(Data records begins)

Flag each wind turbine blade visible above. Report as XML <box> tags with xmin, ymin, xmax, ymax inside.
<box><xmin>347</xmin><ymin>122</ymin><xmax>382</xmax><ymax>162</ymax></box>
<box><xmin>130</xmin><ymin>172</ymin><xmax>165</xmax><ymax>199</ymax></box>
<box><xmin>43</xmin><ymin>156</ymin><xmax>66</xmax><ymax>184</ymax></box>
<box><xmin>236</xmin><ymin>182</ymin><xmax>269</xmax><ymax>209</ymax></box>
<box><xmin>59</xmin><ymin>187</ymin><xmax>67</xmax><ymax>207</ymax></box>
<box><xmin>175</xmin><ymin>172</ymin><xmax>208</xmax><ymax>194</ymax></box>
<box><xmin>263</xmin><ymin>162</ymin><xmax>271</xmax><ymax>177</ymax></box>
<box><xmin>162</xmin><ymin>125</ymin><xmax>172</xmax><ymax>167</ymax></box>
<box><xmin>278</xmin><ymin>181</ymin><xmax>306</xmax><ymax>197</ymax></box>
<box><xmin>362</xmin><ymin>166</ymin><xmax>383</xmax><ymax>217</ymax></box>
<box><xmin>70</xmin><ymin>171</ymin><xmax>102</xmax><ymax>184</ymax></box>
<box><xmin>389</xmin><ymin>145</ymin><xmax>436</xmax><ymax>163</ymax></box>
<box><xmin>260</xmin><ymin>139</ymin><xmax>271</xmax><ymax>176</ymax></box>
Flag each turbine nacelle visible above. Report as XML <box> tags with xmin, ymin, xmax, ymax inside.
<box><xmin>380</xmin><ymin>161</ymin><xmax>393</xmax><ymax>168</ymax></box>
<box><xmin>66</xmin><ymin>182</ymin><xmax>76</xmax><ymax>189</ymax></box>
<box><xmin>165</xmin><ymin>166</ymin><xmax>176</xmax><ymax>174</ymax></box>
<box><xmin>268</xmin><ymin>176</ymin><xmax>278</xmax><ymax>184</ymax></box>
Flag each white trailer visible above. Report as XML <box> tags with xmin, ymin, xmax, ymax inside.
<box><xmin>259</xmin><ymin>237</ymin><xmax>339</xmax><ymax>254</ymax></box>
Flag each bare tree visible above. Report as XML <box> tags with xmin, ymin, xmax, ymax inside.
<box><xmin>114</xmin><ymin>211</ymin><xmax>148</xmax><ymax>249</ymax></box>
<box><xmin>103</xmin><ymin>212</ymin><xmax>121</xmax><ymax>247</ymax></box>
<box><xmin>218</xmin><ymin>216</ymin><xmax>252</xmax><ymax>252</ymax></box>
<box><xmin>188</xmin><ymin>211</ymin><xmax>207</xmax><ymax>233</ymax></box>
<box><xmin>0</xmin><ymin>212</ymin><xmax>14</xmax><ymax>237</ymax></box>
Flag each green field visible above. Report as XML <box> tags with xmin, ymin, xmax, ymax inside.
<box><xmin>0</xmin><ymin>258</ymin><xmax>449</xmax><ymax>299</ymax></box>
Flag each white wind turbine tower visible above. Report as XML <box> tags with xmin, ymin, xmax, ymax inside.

(Data records ends)

Every line of the material is to be transcribed exactly.

Flag each wind turbine blade visible above. Report as XML <box> tags with xmin, ymin, xmax, ymax inside.
<box><xmin>347</xmin><ymin>122</ymin><xmax>382</xmax><ymax>162</ymax></box>
<box><xmin>130</xmin><ymin>172</ymin><xmax>165</xmax><ymax>199</ymax></box>
<box><xmin>43</xmin><ymin>156</ymin><xmax>66</xmax><ymax>184</ymax></box>
<box><xmin>236</xmin><ymin>182</ymin><xmax>269</xmax><ymax>209</ymax></box>
<box><xmin>59</xmin><ymin>187</ymin><xmax>67</xmax><ymax>207</ymax></box>
<box><xmin>175</xmin><ymin>172</ymin><xmax>208</xmax><ymax>194</ymax></box>
<box><xmin>263</xmin><ymin>162</ymin><xmax>271</xmax><ymax>177</ymax></box>
<box><xmin>162</xmin><ymin>125</ymin><xmax>172</xmax><ymax>167</ymax></box>
<box><xmin>278</xmin><ymin>181</ymin><xmax>306</xmax><ymax>197</ymax></box>
<box><xmin>362</xmin><ymin>166</ymin><xmax>383</xmax><ymax>217</ymax></box>
<box><xmin>70</xmin><ymin>171</ymin><xmax>102</xmax><ymax>184</ymax></box>
<box><xmin>389</xmin><ymin>145</ymin><xmax>436</xmax><ymax>163</ymax></box>
<box><xmin>260</xmin><ymin>139</ymin><xmax>271</xmax><ymax>176</ymax></box>
Flag each turbine nacelle visible above. Report as XML <box> tags with xmin, ymin, xmax, ymax inside.
<box><xmin>380</xmin><ymin>161</ymin><xmax>393</xmax><ymax>168</ymax></box>
<box><xmin>66</xmin><ymin>182</ymin><xmax>76</xmax><ymax>189</ymax></box>
<box><xmin>165</xmin><ymin>166</ymin><xmax>176</xmax><ymax>174</ymax></box>
<box><xmin>268</xmin><ymin>176</ymin><xmax>278</xmax><ymax>184</ymax></box>
Flag each white trailer visible above. Report as XML <box> tags with xmin, ymin, xmax, ymax inside.
<box><xmin>259</xmin><ymin>237</ymin><xmax>339</xmax><ymax>254</ymax></box>
Flag each bare tree visible above. Report as XML <box> tags with xmin, ymin, xmax, ymax inside.
<box><xmin>114</xmin><ymin>211</ymin><xmax>148</xmax><ymax>249</ymax></box>
<box><xmin>103</xmin><ymin>212</ymin><xmax>121</xmax><ymax>247</ymax></box>
<box><xmin>218</xmin><ymin>216</ymin><xmax>252</xmax><ymax>252</ymax></box>
<box><xmin>188</xmin><ymin>211</ymin><xmax>207</xmax><ymax>233</ymax></box>
<box><xmin>0</xmin><ymin>212</ymin><xmax>14</xmax><ymax>237</ymax></box>
Flag each green field visible above. Report as XML <box> tags with xmin, ymin, xmax, ymax inside.
<box><xmin>0</xmin><ymin>258</ymin><xmax>449</xmax><ymax>299</ymax></box>
Flag each white wind turbine tower visible above. Report as XML <box> tags with xmin, ymin, xmax, ymax inside.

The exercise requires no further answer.